=== REQUIRED TASK ===
All of the lines below are to be transcribed faithfully, with pictures excluded from the copy.

=== AVAILABLE DATA ===
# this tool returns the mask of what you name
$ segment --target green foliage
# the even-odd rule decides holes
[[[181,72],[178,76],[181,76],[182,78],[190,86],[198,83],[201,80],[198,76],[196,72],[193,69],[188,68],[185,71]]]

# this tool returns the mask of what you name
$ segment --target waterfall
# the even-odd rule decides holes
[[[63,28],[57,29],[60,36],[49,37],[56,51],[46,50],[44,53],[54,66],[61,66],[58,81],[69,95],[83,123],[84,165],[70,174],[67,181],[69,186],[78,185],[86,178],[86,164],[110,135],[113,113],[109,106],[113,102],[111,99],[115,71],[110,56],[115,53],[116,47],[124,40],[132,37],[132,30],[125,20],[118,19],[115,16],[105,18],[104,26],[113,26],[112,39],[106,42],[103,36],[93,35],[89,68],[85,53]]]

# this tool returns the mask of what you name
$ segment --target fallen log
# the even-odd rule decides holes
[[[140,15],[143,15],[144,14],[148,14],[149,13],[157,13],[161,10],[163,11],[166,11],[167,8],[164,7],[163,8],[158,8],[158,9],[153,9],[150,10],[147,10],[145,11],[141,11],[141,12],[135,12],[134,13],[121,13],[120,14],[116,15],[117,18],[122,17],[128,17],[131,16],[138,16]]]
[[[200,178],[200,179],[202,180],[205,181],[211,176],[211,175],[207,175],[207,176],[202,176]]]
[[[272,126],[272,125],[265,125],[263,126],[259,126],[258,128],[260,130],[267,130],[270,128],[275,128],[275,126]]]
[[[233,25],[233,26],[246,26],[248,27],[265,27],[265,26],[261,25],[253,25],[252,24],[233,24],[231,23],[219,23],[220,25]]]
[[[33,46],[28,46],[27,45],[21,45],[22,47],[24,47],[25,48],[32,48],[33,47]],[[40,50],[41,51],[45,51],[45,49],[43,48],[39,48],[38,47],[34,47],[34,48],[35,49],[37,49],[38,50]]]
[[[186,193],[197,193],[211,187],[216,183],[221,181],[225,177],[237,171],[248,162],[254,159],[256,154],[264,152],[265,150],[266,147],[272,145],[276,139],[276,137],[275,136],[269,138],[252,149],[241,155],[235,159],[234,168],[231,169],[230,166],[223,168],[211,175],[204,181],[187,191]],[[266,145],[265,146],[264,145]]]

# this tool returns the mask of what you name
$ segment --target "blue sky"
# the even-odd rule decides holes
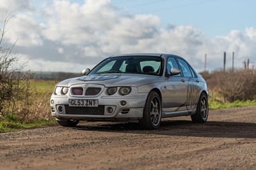
[[[198,71],[256,63],[254,0],[1,0],[4,42],[32,71],[79,72],[118,53],[171,53]]]
[[[153,14],[162,26],[191,25],[207,36],[223,36],[231,30],[244,31],[256,26],[255,0],[112,0],[122,10],[132,14]]]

=== SOLUTION TO THIS PROBLEM ===
# this tool returns the mask of what you name
$ segment --target green foliage
# the even-odd rule decides holes
[[[181,72],[178,76],[181,76],[182,78],[190,86],[198,83],[201,80],[198,76],[196,72],[193,69],[188,68],[185,71]]]

# this tool returns the mask of what you name
$ segment --target waterfall
# the even-odd rule decides holes
[[[63,28],[57,29],[60,36],[49,37],[56,51],[46,50],[44,53],[54,66],[61,66],[58,81],[69,95],[83,123],[84,165],[70,174],[67,181],[69,186],[78,185],[86,178],[86,164],[110,135],[113,113],[109,106],[113,102],[111,99],[115,71],[110,56],[115,53],[116,47],[124,40],[132,37],[132,30],[125,20],[118,19],[115,16],[105,18],[104,26],[113,26],[112,39],[106,42],[103,36],[93,35],[89,68],[85,53]]]

# this tool returns the mask of what you name
$ segment --target fallen log
# the even-odd rule decides holes
[[[140,15],[143,15],[144,14],[148,14],[149,13],[157,13],[161,10],[163,11],[166,11],[167,8],[164,7],[163,8],[158,8],[158,9],[153,9],[150,10],[147,10],[145,11],[141,11],[141,12],[135,12],[134,13],[121,13],[120,14],[116,15],[117,18],[122,17],[128,17],[131,16],[138,16]]]
[[[200,178],[200,179],[202,180],[205,181],[211,176],[211,175],[207,175],[207,176],[202,176]]]
[[[272,126],[272,125],[265,125],[263,126],[259,126],[258,128],[260,130],[267,130],[270,128],[275,128],[275,126]]]
[[[233,25],[233,26],[246,26],[248,27],[265,27],[265,26],[261,25],[253,25],[252,24],[233,24],[231,23],[219,23],[220,25]]]
[[[33,46],[28,46],[27,45],[21,45],[22,47],[24,47],[25,48],[32,48],[33,47]],[[40,50],[41,51],[45,51],[45,49],[43,48],[39,48],[38,47],[34,47],[34,48],[35,49],[37,49],[38,50]]]
[[[186,193],[197,193],[211,187],[216,183],[221,181],[225,177],[237,171],[248,162],[254,159],[256,154],[264,152],[265,150],[266,147],[272,145],[276,139],[276,137],[275,136],[269,138],[252,149],[241,155],[235,159],[234,168],[231,169],[230,166],[223,168],[211,175],[204,181],[187,191]],[[266,145],[265,146],[264,145]]]

# this tool returns the mask of what you name
$ segment --target "blue sky"
# the even-odd rule decides holes
[[[198,71],[256,63],[254,0],[1,0],[4,42],[32,71],[79,72],[118,53],[171,53]]]
[[[153,14],[162,26],[191,25],[207,36],[223,36],[231,30],[244,31],[256,26],[255,0],[112,0],[122,10],[132,14]]]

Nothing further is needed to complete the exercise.